Given data:
◇ ◇ ◇
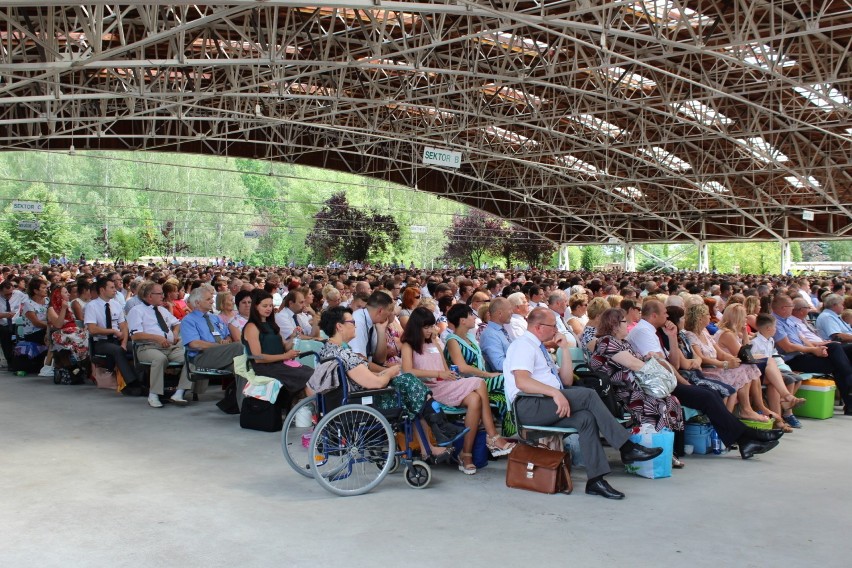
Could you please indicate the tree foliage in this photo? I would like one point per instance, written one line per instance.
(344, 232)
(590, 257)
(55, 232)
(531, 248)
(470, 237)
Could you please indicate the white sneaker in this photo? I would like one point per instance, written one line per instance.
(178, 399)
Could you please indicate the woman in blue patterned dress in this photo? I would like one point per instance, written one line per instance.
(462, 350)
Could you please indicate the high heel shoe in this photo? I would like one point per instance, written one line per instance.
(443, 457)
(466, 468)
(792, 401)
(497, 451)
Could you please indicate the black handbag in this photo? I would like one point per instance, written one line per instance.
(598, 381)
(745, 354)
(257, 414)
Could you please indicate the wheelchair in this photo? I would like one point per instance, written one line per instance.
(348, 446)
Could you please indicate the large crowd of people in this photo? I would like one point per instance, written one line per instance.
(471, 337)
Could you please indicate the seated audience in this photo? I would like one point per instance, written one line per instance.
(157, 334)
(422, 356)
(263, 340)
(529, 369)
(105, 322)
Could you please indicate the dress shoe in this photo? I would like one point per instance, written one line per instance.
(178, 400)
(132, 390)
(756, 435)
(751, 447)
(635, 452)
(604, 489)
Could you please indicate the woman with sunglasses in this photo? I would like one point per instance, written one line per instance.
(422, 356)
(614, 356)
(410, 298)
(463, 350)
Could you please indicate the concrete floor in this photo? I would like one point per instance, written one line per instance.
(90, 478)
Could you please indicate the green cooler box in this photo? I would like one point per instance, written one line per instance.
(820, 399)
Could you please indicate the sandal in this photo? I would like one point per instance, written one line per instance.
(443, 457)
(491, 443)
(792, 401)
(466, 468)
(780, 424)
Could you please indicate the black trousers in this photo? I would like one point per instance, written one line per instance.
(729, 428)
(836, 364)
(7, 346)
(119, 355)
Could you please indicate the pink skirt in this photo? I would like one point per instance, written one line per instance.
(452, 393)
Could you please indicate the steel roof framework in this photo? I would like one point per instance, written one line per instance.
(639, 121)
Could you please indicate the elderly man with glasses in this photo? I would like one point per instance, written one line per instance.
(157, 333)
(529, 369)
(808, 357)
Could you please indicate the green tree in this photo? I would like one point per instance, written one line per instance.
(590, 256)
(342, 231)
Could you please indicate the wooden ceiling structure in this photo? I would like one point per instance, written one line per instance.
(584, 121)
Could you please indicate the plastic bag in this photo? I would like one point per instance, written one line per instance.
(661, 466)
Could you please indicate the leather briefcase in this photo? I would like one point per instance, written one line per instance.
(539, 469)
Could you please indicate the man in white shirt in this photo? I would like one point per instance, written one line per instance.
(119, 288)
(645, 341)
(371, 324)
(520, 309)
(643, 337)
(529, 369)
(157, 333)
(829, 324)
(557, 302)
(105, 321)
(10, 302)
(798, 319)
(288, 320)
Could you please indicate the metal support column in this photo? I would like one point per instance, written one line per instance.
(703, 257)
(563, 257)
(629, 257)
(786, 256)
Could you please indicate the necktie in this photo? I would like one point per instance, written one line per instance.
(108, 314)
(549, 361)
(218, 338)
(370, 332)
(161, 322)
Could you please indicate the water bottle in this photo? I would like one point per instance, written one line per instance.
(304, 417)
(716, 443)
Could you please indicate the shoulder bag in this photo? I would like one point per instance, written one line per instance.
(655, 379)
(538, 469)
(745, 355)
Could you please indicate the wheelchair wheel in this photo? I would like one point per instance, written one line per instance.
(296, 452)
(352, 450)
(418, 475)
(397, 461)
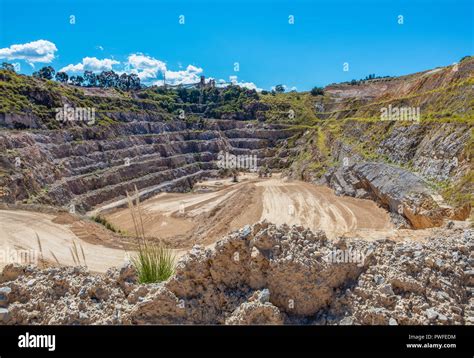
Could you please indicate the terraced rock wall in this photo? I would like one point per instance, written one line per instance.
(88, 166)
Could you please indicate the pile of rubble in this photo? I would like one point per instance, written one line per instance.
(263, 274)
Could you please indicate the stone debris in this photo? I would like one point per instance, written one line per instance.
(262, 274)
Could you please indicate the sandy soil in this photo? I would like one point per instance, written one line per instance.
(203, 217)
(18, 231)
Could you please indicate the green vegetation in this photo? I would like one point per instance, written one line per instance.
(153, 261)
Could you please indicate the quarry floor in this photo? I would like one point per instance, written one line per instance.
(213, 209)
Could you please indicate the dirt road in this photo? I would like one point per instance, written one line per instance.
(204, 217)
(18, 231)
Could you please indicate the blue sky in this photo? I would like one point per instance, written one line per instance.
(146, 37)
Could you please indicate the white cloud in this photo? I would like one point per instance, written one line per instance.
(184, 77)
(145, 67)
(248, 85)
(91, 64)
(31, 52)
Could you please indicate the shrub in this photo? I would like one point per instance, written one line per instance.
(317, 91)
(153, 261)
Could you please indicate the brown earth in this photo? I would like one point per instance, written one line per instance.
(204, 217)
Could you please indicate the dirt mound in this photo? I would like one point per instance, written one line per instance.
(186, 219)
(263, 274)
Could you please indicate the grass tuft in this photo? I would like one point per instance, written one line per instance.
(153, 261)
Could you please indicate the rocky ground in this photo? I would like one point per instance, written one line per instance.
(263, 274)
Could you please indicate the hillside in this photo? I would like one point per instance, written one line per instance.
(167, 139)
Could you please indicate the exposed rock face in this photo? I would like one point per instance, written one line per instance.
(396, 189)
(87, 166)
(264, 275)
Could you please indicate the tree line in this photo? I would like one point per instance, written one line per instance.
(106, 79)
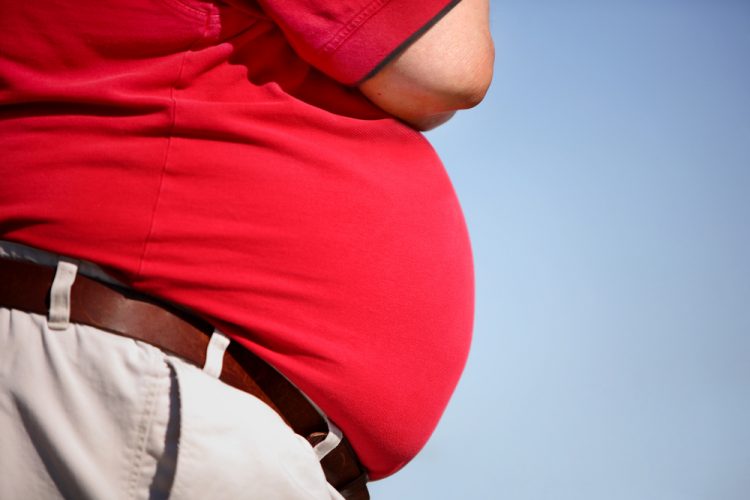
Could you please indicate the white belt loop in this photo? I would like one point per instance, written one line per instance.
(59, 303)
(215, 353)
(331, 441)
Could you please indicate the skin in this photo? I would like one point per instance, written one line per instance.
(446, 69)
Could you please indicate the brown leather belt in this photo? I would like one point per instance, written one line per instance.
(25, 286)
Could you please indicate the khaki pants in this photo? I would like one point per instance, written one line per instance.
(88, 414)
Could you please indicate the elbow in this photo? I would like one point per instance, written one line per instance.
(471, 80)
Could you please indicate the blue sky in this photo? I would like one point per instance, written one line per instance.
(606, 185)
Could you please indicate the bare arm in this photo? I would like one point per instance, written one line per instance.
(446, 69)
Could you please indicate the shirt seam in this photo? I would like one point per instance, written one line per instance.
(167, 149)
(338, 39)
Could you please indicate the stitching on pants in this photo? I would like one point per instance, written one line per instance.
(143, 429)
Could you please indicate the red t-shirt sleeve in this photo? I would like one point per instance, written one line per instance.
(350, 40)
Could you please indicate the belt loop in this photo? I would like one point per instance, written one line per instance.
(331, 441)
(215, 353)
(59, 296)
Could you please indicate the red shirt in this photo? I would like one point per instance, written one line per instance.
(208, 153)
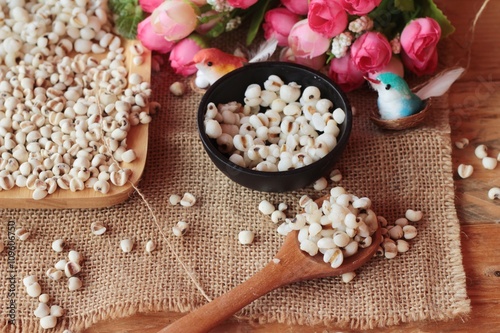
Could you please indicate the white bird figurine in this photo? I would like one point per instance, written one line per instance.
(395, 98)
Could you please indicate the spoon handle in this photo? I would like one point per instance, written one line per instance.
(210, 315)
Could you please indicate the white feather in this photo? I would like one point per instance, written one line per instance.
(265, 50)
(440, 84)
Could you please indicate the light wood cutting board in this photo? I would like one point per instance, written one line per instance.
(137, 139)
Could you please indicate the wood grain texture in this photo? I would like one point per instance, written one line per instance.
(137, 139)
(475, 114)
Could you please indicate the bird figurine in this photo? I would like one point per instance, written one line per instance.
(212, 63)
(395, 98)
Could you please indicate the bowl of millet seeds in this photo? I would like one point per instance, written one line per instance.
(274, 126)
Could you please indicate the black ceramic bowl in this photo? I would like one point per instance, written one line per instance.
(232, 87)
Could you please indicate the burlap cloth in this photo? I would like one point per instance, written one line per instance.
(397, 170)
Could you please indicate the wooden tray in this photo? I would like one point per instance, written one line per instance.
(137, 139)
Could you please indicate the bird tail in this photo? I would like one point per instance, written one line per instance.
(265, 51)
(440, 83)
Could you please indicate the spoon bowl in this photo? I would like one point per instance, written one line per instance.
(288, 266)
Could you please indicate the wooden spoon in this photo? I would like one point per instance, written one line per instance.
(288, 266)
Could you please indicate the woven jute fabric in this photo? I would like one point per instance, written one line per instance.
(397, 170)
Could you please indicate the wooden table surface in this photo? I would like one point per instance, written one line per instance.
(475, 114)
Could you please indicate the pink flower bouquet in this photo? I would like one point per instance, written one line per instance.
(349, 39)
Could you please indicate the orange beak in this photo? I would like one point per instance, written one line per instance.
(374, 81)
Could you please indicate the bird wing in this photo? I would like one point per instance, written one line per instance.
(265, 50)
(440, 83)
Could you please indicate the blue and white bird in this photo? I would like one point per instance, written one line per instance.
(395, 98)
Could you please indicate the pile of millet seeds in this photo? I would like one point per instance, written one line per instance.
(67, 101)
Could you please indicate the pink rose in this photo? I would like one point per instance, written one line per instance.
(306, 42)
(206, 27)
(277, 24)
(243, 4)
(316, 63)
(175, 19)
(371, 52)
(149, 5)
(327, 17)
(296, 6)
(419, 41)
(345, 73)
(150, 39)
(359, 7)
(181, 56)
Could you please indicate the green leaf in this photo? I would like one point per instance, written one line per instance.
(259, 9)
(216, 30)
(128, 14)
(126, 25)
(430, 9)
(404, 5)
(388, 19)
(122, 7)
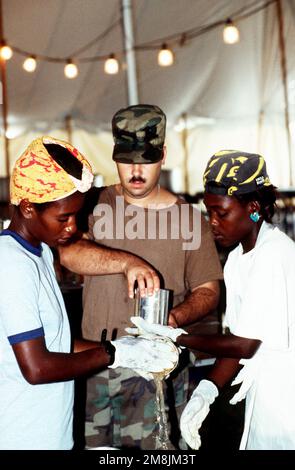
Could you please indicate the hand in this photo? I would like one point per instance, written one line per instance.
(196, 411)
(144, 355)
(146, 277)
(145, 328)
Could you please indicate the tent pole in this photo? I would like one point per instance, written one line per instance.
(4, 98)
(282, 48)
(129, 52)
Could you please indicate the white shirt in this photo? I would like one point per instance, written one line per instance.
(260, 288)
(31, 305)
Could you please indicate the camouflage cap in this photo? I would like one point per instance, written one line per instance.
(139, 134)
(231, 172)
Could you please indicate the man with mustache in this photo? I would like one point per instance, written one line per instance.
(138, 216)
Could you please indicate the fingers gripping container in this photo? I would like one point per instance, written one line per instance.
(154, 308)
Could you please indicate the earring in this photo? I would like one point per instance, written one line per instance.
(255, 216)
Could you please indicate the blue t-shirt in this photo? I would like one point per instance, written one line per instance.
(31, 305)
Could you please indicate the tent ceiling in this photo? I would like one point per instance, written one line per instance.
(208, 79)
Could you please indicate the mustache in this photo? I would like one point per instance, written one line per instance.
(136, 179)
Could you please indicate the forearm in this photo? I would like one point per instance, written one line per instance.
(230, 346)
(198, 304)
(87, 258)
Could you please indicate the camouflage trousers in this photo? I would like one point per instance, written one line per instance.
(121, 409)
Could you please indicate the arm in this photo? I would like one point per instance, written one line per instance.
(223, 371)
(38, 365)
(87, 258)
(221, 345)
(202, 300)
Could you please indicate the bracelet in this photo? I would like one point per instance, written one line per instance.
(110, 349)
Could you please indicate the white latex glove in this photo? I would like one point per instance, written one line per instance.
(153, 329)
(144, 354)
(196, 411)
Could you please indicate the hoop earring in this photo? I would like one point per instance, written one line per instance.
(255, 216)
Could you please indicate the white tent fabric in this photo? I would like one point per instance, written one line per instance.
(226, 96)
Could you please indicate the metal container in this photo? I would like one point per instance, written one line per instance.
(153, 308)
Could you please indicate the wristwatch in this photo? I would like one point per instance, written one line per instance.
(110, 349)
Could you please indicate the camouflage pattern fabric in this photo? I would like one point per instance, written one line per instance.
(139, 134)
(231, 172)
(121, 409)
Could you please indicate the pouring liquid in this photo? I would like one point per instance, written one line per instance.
◇ ◇ ◇
Required work: Output only the lines running from the line with "Could you please indicate the metal container" through the final line of the data, inclusive.

Task result:
Could you please indicate the metal container in this photo? I would like one point per instance, written one line per instance.
(153, 308)
Could you please indicate the wristwatch in this photo? I would like one point per instance, written one line per instance.
(110, 349)
Could you please indicate the camouflage pattern fabric in this photo? I would like one point per instance, written one line per instance.
(139, 134)
(231, 172)
(121, 409)
Could you please indicate the pouring liquid in this photo? I would like one point per instance, written one line per instance.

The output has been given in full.